(Location identification entries)

Begin

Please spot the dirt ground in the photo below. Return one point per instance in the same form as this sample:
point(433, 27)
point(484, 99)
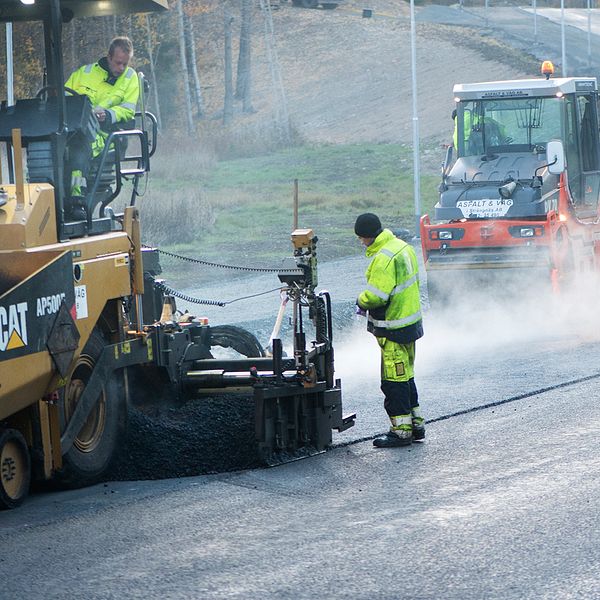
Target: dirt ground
point(345, 79)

End

* [EXERCISE DESCRIPTION] Reproduce each line exactly as it appears, omitting the pictures.

* [EXERCISE ANSWER]
Please spot the dirt ground in the photo below. Return one point per instance in the same form as this sample:
point(433, 27)
point(484, 99)
Target: dirt ground
point(345, 79)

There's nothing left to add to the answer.